*TASK DESCRIPTION*
Starting at the line that contains "find the girl in red" and ending at the last line, write those lines out again, switching "marker" to "pin" and leaving everything else unchanged.

[Collection entries]
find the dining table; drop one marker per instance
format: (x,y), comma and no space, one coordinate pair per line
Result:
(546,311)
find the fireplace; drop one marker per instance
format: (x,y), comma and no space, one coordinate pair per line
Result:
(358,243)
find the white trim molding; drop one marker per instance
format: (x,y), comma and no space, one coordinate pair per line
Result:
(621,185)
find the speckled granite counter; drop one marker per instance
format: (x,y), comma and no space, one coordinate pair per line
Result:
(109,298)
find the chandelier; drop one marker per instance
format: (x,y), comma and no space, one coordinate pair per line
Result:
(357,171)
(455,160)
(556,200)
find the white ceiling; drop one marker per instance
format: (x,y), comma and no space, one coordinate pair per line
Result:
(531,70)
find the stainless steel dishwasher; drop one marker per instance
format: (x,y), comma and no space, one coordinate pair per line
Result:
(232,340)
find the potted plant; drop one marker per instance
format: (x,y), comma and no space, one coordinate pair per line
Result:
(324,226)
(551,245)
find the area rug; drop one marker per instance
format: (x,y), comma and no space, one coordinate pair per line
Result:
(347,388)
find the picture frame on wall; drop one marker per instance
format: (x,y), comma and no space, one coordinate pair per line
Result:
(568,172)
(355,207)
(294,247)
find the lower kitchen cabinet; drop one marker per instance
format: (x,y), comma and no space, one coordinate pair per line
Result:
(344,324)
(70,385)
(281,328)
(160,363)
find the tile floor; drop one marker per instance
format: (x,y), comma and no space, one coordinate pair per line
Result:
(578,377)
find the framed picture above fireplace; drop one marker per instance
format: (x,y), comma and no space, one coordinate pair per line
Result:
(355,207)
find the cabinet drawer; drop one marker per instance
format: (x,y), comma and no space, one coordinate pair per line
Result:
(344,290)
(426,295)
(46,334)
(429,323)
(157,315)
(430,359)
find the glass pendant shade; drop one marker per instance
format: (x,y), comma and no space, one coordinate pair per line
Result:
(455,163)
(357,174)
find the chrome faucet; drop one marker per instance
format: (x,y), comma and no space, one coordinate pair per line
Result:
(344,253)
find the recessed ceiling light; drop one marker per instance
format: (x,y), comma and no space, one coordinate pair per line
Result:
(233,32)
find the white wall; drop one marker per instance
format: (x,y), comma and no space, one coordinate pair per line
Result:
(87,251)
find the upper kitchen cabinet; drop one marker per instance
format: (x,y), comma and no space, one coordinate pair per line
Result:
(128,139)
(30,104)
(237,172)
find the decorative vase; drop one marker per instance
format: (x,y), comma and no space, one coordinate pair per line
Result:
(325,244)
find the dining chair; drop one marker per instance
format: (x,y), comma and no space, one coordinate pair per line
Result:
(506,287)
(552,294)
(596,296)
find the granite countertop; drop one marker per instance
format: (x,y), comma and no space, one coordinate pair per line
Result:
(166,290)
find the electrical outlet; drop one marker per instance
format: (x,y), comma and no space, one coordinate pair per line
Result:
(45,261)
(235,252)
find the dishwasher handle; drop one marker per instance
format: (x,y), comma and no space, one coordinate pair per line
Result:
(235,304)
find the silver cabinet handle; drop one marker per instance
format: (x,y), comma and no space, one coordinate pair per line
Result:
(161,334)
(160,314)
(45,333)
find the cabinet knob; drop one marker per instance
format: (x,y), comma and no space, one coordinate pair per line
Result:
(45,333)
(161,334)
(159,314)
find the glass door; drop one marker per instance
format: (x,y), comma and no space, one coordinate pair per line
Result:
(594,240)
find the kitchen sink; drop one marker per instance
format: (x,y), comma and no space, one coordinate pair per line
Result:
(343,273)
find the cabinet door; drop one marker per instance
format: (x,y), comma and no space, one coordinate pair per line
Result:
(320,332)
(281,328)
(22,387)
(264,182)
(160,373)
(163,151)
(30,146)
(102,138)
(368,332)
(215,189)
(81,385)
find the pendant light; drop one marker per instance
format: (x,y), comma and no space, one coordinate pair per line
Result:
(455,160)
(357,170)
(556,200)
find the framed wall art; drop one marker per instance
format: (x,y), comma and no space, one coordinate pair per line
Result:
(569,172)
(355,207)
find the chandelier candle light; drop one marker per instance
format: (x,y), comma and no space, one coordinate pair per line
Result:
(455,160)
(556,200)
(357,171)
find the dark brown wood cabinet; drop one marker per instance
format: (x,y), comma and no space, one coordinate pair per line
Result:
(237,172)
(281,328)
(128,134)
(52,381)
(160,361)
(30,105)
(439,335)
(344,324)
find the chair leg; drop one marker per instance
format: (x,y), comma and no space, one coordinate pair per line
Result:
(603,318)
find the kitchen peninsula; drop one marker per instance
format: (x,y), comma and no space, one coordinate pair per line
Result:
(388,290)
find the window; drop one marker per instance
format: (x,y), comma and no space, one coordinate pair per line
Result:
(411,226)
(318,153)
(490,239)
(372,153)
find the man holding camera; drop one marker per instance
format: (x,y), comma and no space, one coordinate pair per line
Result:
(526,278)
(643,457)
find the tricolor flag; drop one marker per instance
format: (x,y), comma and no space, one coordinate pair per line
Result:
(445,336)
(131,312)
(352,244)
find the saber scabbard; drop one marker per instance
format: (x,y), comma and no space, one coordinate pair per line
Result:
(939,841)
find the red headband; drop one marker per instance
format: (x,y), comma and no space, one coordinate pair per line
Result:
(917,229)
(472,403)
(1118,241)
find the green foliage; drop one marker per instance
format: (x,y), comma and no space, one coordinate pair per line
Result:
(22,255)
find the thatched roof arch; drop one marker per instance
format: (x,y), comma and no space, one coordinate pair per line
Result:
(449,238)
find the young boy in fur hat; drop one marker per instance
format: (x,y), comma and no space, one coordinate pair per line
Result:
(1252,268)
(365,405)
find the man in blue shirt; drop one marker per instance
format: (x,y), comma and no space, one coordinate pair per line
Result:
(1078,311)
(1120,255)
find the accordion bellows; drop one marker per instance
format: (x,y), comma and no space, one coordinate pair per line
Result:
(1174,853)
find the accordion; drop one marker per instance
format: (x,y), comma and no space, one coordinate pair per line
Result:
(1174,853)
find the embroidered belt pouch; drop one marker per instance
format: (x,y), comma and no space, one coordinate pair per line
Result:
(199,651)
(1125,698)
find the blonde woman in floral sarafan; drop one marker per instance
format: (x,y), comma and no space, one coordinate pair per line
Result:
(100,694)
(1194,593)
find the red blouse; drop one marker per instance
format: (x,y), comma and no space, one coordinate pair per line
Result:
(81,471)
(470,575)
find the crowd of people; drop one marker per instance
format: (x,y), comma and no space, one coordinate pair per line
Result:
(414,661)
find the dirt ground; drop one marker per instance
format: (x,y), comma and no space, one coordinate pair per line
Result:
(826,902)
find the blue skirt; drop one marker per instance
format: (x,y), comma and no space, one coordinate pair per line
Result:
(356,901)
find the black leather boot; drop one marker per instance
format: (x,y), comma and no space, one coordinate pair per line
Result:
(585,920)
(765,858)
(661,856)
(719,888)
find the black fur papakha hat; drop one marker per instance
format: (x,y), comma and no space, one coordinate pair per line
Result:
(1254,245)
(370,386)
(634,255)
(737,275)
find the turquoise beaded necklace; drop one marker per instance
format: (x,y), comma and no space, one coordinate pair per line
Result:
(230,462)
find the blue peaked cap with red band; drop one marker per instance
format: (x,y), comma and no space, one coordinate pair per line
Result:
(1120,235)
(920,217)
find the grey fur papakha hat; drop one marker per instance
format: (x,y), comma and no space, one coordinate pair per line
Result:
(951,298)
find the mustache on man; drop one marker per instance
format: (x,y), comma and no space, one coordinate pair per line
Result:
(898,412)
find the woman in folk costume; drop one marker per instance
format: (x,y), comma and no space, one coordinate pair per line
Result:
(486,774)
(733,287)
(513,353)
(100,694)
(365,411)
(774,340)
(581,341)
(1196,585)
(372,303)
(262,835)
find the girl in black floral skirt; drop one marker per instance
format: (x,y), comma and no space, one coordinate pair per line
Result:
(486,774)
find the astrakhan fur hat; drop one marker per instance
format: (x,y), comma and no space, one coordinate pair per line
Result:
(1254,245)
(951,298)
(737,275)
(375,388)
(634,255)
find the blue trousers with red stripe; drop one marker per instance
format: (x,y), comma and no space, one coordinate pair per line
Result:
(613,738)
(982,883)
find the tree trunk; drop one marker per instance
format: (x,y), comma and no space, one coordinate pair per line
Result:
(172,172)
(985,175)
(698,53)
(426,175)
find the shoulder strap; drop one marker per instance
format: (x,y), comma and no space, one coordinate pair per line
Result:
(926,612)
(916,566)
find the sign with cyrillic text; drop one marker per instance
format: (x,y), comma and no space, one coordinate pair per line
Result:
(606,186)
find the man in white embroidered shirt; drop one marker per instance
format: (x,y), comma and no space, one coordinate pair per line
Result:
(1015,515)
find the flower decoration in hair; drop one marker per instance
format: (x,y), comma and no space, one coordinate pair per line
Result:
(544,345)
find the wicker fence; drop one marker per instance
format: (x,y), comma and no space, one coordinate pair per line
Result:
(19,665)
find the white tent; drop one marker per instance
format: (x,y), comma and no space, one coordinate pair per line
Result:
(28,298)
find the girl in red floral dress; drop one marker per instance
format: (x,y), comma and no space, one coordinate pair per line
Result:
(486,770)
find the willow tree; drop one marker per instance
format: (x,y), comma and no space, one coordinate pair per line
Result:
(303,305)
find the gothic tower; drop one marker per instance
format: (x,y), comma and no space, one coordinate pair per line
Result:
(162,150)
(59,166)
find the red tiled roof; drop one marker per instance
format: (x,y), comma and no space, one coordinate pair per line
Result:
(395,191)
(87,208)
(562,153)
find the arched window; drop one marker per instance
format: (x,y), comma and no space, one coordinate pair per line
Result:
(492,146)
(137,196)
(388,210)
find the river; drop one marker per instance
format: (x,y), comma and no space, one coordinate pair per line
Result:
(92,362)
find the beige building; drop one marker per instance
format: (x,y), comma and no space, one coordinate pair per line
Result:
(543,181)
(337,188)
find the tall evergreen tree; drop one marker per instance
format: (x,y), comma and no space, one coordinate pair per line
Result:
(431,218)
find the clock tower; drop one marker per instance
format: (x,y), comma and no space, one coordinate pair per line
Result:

*EXERCISE ANSWER*
find the girl in red floral dress; drop one pin per instance
format: (x,y), comma and no space, one coordinate pair per line
Result:
(486,770)
find the willow tree; drop one pin per instance
format: (x,y), comma and no space, one coordinate pair per line
Result:
(303,305)
find the gothic tower; drop one pin per instance
format: (x,y), comma and no space, one coordinate pair per line
Result:
(162,150)
(59,166)
find the red tiled roof; drop one pin per instance
format: (x,y), comma and no space, one coordinate pair per line
Result:
(395,191)
(87,208)
(562,153)
find the arched window; drop one pin per instance
format: (x,y), comma and no space, one coordinate pair per line
Result:
(492,146)
(137,196)
(388,210)
find the river; drop one pin per instance
format: (x,y), comma and no space, one coordinate pair per line
Result:
(92,362)
find the beige building; drop one pin per instance
format: (x,y), comma and no space, one coordinate pair per line
Result:
(543,181)
(337,188)
find the tall evergreen tree; drop one pin per instance
format: (x,y), comma and no space, one coordinate pair per line
Result:
(431,218)
find the clock tower; drop one pin per instance
format: (x,y), comma and no space, one coordinate pair per line
Result:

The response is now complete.